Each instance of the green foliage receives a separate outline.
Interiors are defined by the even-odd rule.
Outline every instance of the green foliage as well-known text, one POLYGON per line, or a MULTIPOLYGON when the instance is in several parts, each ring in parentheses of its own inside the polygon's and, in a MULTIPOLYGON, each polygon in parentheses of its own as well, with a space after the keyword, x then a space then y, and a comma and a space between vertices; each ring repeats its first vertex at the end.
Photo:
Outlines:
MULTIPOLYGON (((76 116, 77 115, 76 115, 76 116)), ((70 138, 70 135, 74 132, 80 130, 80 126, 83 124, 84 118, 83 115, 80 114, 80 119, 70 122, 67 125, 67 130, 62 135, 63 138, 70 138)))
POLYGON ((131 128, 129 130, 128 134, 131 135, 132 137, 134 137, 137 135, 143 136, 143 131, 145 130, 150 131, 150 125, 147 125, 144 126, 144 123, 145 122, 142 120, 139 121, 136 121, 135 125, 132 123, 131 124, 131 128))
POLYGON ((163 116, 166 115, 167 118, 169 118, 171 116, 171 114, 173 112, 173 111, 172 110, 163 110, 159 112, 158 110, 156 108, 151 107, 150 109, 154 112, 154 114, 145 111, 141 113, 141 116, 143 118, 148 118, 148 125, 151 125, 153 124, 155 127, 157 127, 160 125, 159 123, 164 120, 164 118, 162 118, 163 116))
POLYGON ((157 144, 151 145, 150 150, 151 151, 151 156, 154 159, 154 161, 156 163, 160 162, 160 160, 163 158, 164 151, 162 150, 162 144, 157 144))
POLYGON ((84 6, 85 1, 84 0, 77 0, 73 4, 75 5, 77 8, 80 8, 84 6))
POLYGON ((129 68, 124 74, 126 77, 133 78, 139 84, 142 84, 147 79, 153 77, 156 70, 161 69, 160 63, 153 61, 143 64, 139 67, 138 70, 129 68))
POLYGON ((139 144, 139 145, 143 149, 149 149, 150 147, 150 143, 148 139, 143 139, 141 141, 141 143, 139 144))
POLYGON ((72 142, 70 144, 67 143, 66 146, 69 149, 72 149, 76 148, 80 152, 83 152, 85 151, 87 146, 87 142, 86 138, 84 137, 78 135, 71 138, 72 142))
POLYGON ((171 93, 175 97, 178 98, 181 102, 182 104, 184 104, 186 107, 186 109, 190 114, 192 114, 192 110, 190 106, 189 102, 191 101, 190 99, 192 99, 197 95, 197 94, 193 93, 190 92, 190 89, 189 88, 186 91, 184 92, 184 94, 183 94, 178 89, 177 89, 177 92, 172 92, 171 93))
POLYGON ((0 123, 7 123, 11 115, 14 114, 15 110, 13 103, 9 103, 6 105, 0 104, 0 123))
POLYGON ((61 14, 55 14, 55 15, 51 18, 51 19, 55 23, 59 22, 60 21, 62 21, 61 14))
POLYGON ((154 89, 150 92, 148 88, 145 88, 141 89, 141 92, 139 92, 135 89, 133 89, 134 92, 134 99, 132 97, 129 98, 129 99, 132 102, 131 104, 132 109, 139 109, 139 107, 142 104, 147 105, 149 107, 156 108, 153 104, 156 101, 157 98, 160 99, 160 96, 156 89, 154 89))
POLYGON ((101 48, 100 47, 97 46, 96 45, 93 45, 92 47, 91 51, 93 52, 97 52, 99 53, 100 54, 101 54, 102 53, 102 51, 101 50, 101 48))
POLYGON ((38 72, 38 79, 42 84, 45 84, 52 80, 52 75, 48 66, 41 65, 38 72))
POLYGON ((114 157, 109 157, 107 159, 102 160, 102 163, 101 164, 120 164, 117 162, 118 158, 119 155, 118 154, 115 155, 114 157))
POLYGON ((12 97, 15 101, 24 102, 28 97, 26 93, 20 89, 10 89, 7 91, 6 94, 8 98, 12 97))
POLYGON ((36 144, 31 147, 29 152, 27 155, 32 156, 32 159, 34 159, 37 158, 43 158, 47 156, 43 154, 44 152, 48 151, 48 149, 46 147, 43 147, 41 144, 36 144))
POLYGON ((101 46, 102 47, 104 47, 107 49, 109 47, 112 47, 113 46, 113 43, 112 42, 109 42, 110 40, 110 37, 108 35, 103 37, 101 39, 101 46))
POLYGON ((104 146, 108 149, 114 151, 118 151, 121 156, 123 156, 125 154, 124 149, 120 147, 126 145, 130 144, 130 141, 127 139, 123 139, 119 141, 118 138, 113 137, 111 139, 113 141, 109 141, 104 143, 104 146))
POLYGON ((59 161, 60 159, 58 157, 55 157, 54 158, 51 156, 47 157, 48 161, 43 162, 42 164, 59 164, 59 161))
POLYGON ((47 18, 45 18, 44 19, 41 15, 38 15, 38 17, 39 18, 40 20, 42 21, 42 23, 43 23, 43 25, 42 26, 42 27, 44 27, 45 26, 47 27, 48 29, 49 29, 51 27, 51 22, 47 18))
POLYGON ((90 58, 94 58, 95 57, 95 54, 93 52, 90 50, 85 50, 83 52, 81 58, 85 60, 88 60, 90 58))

▸ **Instructions for the task**:
Duplicate the listing above line for line, with no changes.

▸ **Reply**:
Each instance of the green foliage receives a separate outline.
Interiors are defined by the even-odd rule.
Outline every instance of the green foliage as well-known text, one POLYGON per line, or a MULTIPOLYGON when the instance is in several parts, each ring in parentheses of its own inside the polygon's and, in a MULTIPOLYGON, each polygon in parentheses of its own as well, with a space after the keyword, x then a space then y, and a comma and a space between vertices; each ring repeats its first vertex at the end.
Photo:
Outlines:
MULTIPOLYGON (((76 116, 77 115, 76 115, 76 116)), ((70 138, 70 135, 74 132, 80 130, 80 126, 83 124, 84 118, 83 115, 80 114, 80 119, 70 122, 67 125, 67 130, 62 135, 63 138, 70 138)))
POLYGON ((131 128, 129 130, 128 134, 131 135, 132 137, 134 137, 137 135, 143 136, 143 131, 145 130, 150 131, 150 125, 147 125, 144 126, 144 123, 145 122, 142 120, 139 121, 136 121, 135 125, 132 123, 131 124, 131 128))
POLYGON ((163 116, 166 115, 167 118, 169 118, 171 116, 171 114, 173 112, 173 111, 172 110, 163 110, 159 112, 158 110, 156 108, 151 107, 150 109, 154 112, 154 114, 145 111, 141 113, 141 116, 143 118, 148 118, 148 125, 151 125, 153 124, 155 127, 157 127, 160 125, 159 123, 164 120, 164 118, 162 118, 163 116))
POLYGON ((157 144, 151 145, 150 150, 151 151, 151 156, 154 159, 154 161, 156 163, 160 162, 160 160, 163 158, 164 151, 162 150, 162 144, 157 144))
POLYGON ((84 6, 85 1, 84 0, 77 0, 73 4, 75 5, 77 8, 80 8, 84 6))
POLYGON ((129 68, 124 74, 126 77, 133 78, 139 84, 142 84, 147 79, 153 77, 156 70, 161 69, 160 63, 153 61, 143 64, 139 67, 138 70, 129 68))
POLYGON ((139 144, 139 145, 143 149, 149 149, 150 147, 150 143, 148 139, 143 139, 141 141, 141 143, 139 144))
POLYGON ((72 142, 70 144, 67 143, 66 146, 69 149, 72 149, 76 148, 80 152, 83 152, 85 151, 87 146, 87 142, 86 138, 84 137, 78 135, 71 138, 72 142))
POLYGON ((171 93, 175 97, 178 98, 181 102, 182 104, 184 104, 186 107, 186 109, 190 114, 192 114, 192 110, 190 106, 189 102, 191 101, 190 99, 192 99, 197 95, 197 94, 193 93, 190 92, 190 89, 189 88, 186 91, 184 92, 184 94, 183 94, 178 89, 177 89, 177 92, 172 92, 171 93))
POLYGON ((0 123, 7 123, 11 115, 14 114, 15 110, 13 103, 9 103, 6 105, 0 104, 0 123))
POLYGON ((61 14, 55 14, 55 15, 51 18, 51 19, 55 23, 59 22, 60 21, 62 21, 61 14))
POLYGON ((154 89, 150 92, 148 88, 145 88, 141 89, 141 92, 139 92, 135 89, 133 89, 134 92, 134 99, 132 97, 129 98, 129 99, 132 102, 131 104, 132 109, 139 109, 139 107, 142 104, 147 105, 149 107, 156 108, 153 104, 156 101, 157 98, 160 99, 160 96, 156 89, 154 89))
POLYGON ((101 48, 100 47, 97 46, 96 45, 93 45, 92 47, 91 51, 93 52, 97 52, 99 53, 100 54, 101 54, 102 53, 102 51, 101 50, 101 48))
POLYGON ((38 72, 38 79, 42 84, 45 84, 52 80, 52 75, 48 66, 41 65, 38 72))
POLYGON ((114 157, 109 157, 107 159, 102 160, 102 163, 101 164, 120 164, 117 162, 118 158, 119 155, 118 154, 115 155, 114 157))
POLYGON ((12 97, 15 101, 24 102, 28 97, 26 93, 20 89, 10 89, 7 91, 6 94, 8 98, 12 97))
POLYGON ((36 144, 31 147, 29 152, 27 155, 32 156, 32 159, 34 159, 37 158, 43 158, 47 156, 43 154, 44 152, 48 151, 48 149, 46 147, 43 147, 41 144, 36 144))
POLYGON ((101 46, 102 47, 104 47, 107 49, 109 47, 112 47, 113 46, 113 43, 112 42, 109 42, 110 40, 110 37, 108 35, 103 37, 101 39, 101 46))
POLYGON ((104 146, 108 149, 114 151, 118 151, 121 156, 123 156, 125 154, 124 149, 120 147, 126 145, 130 144, 130 141, 127 139, 123 139, 119 141, 118 138, 113 137, 111 139, 113 141, 109 141, 104 143, 104 146))
POLYGON ((59 161, 60 159, 58 157, 55 157, 54 158, 51 156, 47 157, 48 161, 43 162, 42 164, 59 164, 59 161))
POLYGON ((47 18, 45 18, 44 19, 41 15, 38 15, 38 17, 39 18, 40 20, 42 21, 42 23, 43 23, 43 25, 42 26, 42 27, 44 27, 45 26, 47 27, 48 29, 49 29, 51 27, 51 22, 47 18))
POLYGON ((90 58, 94 58, 95 57, 95 54, 93 52, 90 50, 85 50, 83 52, 81 58, 85 60, 88 60, 90 58))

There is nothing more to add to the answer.